(Given information):
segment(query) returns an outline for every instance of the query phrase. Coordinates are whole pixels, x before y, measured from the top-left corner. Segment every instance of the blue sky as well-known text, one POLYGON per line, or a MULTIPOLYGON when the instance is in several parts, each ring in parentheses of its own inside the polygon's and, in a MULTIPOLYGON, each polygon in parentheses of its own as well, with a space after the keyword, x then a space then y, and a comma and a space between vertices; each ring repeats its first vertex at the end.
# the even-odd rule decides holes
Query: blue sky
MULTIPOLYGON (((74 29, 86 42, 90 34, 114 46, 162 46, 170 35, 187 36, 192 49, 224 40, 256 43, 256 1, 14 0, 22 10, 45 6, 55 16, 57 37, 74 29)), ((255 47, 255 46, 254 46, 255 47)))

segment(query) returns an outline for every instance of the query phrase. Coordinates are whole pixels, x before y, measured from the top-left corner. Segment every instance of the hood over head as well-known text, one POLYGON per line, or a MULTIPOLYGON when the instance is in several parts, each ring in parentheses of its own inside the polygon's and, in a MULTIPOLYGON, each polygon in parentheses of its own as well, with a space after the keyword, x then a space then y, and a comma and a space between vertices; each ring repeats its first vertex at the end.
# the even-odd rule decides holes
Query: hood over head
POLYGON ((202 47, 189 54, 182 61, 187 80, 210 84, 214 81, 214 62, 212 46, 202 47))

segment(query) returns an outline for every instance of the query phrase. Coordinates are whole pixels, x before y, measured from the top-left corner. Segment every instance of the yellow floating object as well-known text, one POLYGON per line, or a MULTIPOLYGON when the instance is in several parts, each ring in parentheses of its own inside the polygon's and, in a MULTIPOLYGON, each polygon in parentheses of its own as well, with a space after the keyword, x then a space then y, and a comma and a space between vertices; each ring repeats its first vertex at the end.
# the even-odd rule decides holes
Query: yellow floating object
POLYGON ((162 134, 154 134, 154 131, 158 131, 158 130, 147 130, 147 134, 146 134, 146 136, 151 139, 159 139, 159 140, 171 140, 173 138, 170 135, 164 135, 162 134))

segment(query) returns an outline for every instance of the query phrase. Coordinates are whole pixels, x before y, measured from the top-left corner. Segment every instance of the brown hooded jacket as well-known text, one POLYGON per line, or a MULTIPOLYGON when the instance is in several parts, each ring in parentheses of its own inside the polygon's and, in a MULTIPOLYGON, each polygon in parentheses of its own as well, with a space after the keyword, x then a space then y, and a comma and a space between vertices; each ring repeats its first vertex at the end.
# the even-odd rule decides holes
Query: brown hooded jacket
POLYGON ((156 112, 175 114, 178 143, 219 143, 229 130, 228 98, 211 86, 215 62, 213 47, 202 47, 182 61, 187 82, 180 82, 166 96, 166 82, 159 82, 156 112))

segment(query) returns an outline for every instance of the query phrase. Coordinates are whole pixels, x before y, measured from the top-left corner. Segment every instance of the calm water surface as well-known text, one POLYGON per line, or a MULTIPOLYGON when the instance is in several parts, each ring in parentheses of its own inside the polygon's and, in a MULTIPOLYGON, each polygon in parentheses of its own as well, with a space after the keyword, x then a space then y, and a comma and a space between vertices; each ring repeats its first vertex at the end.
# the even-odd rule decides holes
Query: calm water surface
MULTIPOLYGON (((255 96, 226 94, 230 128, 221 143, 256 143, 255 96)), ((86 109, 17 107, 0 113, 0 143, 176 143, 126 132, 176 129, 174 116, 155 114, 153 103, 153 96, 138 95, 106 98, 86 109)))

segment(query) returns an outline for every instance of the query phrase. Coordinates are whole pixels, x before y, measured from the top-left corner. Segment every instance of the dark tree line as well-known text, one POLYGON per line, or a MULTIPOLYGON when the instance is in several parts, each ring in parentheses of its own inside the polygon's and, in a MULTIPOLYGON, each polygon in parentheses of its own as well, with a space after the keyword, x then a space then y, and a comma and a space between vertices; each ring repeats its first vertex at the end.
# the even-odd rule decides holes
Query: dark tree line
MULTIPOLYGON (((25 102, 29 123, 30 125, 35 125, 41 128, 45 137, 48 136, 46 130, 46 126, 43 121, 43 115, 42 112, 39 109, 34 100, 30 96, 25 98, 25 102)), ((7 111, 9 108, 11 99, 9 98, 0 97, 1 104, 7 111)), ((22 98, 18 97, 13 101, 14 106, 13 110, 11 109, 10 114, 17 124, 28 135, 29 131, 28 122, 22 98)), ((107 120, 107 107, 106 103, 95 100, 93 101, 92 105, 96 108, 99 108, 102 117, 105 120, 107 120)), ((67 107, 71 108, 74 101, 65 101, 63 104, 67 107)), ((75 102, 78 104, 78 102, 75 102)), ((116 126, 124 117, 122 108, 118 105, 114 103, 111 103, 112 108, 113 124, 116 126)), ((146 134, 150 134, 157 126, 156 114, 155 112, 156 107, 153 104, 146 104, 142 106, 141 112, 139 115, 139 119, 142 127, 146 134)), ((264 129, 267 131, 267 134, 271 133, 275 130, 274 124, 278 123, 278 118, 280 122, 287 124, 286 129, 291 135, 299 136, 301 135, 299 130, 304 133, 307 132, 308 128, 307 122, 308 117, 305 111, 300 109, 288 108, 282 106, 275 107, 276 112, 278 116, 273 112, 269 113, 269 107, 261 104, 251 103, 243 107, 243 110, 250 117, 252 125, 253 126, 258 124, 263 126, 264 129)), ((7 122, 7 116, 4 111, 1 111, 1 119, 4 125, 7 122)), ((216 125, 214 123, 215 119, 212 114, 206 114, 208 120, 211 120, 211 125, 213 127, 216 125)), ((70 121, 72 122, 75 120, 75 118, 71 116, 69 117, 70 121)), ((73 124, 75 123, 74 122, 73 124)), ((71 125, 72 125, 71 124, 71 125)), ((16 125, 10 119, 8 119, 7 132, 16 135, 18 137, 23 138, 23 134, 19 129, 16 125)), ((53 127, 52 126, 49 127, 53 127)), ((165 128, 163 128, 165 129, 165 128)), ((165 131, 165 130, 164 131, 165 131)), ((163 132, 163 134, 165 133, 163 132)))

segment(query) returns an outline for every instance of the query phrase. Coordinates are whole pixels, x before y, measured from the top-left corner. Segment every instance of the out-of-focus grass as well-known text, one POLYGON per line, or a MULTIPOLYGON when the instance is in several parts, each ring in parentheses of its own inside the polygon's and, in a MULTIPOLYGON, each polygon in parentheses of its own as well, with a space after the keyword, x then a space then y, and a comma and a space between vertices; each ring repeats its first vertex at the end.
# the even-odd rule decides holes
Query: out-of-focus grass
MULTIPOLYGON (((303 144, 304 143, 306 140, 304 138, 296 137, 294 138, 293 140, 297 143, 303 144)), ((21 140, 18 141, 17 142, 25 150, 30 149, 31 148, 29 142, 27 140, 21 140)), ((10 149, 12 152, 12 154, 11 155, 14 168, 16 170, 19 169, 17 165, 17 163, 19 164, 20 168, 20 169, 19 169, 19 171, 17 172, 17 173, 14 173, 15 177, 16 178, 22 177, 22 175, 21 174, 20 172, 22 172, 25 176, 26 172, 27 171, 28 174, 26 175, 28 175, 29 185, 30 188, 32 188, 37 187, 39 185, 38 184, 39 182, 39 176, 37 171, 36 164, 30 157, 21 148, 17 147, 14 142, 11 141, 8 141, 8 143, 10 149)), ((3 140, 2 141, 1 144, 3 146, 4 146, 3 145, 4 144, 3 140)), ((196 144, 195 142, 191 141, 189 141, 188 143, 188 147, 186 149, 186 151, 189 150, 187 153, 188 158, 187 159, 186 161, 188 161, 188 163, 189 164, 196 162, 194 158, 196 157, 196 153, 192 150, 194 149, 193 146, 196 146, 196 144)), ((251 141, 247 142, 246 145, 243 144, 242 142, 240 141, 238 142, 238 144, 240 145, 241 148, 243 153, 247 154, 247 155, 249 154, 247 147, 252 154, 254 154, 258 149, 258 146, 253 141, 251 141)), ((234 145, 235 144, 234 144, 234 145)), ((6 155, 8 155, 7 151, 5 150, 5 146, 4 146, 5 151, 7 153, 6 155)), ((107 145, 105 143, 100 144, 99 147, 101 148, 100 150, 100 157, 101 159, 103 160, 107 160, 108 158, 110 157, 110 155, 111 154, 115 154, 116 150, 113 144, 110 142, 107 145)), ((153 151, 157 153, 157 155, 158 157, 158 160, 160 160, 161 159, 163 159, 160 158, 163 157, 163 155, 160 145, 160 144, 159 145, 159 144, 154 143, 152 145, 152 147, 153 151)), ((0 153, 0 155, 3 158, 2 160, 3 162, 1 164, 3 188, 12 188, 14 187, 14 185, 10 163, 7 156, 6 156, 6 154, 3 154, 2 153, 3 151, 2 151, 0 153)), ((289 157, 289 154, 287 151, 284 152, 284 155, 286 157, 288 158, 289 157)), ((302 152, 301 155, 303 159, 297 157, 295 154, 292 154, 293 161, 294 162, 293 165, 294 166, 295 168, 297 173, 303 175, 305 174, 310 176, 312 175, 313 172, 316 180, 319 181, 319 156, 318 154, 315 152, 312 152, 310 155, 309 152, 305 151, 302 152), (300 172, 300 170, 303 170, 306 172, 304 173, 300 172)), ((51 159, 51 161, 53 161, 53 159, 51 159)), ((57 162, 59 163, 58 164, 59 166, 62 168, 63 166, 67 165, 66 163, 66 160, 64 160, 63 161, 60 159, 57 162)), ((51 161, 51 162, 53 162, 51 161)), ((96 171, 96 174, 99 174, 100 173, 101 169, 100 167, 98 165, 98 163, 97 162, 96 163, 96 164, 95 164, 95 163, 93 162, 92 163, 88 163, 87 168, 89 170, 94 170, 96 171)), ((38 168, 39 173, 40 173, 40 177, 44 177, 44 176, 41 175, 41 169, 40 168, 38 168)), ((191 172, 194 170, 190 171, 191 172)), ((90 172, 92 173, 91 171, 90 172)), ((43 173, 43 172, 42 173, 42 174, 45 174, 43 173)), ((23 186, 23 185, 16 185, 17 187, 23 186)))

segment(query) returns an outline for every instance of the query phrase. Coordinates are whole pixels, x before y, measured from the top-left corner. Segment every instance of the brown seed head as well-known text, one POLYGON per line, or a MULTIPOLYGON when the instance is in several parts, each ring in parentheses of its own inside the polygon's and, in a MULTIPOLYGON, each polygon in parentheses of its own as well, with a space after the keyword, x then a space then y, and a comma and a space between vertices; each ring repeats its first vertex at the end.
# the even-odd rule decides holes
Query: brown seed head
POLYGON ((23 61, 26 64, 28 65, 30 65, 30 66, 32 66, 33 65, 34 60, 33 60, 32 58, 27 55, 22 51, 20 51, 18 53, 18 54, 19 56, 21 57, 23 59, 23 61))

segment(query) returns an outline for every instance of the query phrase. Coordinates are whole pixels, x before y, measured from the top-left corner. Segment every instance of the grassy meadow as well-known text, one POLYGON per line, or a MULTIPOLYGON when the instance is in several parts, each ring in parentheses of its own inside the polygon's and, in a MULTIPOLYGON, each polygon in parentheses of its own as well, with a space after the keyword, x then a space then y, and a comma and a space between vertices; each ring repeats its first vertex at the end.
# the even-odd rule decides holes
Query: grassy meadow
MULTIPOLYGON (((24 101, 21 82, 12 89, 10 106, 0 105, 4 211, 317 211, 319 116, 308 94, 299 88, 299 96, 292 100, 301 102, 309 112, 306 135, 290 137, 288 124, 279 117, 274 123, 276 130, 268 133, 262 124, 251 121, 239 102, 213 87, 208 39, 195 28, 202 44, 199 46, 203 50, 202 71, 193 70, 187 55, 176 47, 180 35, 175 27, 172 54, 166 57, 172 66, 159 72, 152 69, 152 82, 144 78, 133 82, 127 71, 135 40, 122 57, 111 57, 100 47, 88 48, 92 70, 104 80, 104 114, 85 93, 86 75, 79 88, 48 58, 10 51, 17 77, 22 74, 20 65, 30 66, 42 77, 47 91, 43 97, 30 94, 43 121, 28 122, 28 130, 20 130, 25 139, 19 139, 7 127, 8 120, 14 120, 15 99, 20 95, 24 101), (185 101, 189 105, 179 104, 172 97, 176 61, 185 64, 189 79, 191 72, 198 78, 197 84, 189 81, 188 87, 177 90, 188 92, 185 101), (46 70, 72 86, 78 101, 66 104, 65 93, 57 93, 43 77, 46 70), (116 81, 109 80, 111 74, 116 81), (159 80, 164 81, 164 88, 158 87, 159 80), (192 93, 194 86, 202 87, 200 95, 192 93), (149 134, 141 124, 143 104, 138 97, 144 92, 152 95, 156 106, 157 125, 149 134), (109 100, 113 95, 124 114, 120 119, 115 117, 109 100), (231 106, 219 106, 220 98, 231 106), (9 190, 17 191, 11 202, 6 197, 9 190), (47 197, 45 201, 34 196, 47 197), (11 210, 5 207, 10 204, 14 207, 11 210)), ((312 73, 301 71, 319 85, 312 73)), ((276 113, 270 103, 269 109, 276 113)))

(Your goal): Reproduce the lines from the one containing "of the calm" through the one containing "MULTIPOLYGON (((255 96, 226", inclusive, substituting "still" for every occurrence of "calm" and leaving everything else unchanged.

(Expected answer):
segment(query) returns an outline for every instance of the query phrase. Coordinates are whole pixels, x before y, measured from the top-left corner. Segment every instance of the still water surface as well-known text, one POLYGON per line, or a MULTIPOLYGON when the instance is in several parts, each ring in parentheses of its own inside the polygon's and, in a MULTIPOLYGON, each polygon in parentheses of its own as well, with a space after the keyword, x then a space then y, and a comma and a space between vertices; each ring repeats its first vertex at the end.
# the even-odd rule decides holes
Query: still water surface
MULTIPOLYGON (((255 96, 226 94, 230 128, 221 143, 256 143, 255 96)), ((86 109, 17 107, 0 113, 0 143, 176 143, 126 132, 176 129, 174 116, 155 114, 153 103, 153 96, 138 95, 106 98, 86 109)))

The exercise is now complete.